# bore / stroke (engine)



## panderetita1986

Dear people,

I have a list of an engine specifications and I am stuck with this sentence:

_Bore and Stroke_: 4.92" X 5.79" 
 
Can anybody help me with it?


----------



## araceli

Hola:

Agendate este glosario técnico que te va a ser muy útil:

http://www.sapiensman.com/ESDictionary/B/Technical_vocabulary_Spanish(B16).htm

Empecé buscando bore, hay muchas definiciones, seguramente vas a encontrar la que cuadra.

Saludos.


----------



## panderetita1986

¡¡Muchas gracias Araceli!! Ya pensaba que se habían olvidado de este thread...


----------



## araceli

De nada, panderetita, lo que pasa que hay mucha gente de vacaciones.


----------



## rholt

bore = diametro 
stroke = recorrido


----------



## psicutrinius

En un motor de pistón, bore = diámetro (del cilindro), y stroke = carrera (también del cilindro), en la "jerga" de los especialistas en motores (por lo menos en España).

Como siempre, rholt acertó y no trato de corregirle. Sólo puntualizar. Un ingeniero proyectista, aquí, lo traduciría con estas palabras exactamente


----------



## panderetita1986

Gracias a todos, ya daba el thread por perdido pero entre ayer y hoy el "panel de expertos" que ya me ha ayudado varias veces acude nuevamente a mi auxilio. ¡Gracias Araceli, Rholt y Psicutrinius! )


----------



## psicutrinius

Panderetita, para eso está el foro, ¿no?. Ya sabes, hoy por ti, mañana por mí...

*Consigna breve 1*
Copia tal cual estas líneas de los registros: empieza en la línea que contiene "Annotation task — mark the evergreen" y detente después de la que contiene "<point>318,144</point>".

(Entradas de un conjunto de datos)

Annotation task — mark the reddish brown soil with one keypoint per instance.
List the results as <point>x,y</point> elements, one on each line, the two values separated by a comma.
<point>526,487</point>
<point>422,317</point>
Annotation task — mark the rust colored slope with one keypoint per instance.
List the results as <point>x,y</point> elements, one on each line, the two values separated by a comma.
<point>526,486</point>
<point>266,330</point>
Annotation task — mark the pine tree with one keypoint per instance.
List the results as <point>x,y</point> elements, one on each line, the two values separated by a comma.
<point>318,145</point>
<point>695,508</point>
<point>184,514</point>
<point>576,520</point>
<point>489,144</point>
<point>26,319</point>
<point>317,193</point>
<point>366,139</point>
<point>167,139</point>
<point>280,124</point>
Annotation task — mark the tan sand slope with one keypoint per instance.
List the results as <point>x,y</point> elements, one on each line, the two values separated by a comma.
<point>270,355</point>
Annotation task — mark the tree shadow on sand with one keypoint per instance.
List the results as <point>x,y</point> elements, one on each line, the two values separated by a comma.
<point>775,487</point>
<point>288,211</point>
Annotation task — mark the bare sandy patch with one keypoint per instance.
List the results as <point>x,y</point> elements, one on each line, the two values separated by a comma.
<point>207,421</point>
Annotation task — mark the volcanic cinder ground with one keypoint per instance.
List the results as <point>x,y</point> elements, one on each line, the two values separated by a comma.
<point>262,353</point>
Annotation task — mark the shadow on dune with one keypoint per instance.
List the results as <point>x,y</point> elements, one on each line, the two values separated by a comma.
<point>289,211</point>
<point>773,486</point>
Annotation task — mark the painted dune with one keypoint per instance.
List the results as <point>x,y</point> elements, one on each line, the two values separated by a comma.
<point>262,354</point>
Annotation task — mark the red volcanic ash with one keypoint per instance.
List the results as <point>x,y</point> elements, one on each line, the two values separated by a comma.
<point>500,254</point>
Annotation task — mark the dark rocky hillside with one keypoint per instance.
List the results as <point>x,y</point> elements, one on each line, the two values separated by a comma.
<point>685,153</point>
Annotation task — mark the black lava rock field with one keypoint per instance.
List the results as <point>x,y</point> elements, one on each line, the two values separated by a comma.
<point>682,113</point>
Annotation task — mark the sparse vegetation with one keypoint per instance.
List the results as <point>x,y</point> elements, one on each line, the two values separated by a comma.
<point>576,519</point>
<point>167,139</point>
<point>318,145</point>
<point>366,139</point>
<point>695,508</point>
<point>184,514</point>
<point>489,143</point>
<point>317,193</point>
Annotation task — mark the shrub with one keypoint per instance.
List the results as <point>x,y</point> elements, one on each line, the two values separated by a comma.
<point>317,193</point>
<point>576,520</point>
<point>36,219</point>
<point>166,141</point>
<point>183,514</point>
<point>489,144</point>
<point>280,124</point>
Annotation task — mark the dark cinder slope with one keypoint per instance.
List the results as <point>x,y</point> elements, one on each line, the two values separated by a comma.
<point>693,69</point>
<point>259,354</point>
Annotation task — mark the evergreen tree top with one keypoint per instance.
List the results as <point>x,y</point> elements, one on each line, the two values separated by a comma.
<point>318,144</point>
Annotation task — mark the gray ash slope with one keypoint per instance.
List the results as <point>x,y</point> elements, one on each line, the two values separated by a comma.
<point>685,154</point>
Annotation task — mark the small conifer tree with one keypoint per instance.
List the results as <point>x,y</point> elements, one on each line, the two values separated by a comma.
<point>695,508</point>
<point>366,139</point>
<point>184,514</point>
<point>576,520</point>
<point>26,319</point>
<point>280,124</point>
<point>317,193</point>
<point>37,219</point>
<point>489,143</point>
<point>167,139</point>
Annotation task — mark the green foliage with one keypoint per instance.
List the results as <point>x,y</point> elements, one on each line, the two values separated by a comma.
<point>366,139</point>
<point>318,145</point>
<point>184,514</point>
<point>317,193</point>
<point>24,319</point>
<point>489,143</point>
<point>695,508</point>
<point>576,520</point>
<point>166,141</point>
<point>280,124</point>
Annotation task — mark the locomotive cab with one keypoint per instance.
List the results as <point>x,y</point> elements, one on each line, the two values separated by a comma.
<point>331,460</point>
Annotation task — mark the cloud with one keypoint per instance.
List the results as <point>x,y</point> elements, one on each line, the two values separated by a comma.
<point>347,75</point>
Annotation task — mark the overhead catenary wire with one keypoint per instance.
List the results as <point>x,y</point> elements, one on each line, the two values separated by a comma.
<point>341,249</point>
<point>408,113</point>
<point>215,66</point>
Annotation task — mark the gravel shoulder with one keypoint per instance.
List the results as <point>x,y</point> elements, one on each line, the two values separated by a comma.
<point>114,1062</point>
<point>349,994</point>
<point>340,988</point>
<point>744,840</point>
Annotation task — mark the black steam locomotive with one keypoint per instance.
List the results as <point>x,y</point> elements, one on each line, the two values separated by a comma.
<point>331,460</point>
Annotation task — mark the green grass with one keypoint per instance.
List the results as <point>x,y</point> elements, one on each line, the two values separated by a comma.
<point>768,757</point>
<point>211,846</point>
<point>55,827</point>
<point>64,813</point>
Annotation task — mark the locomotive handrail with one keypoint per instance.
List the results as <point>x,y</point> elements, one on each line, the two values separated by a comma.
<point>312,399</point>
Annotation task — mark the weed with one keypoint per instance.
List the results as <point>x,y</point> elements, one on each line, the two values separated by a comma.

*Consigna breve 2*
Reescribe el fragmento de la conversación del foro que empieza en las palabras "Gracias a todos, ya" y termina después de "mañana por mí...", y pon "hilo" en lugar de "thread".

*Respuesta completa 1*
Annotation task — mark the evergreen tree top with one keypoint per instance.
List the results as <point>x,y</point> elements, one on each line, the two values separated by a comma.
<point>318,144</point>

*Respuesta completa 2*
Gracias a todos, ya daba el hilo por perdido pero entre ayer y hoy el "panel de expertos" que ya me ha ayudado varias veces acude nuevamente a mi auxilio. ¡Gracias Araceli, Rholt y Psicutrinius! )


----------



## psicutrinius

Panderetita, para eso está el foro, ¿no?. Ya sabes, hoy por ti, mañana por mí...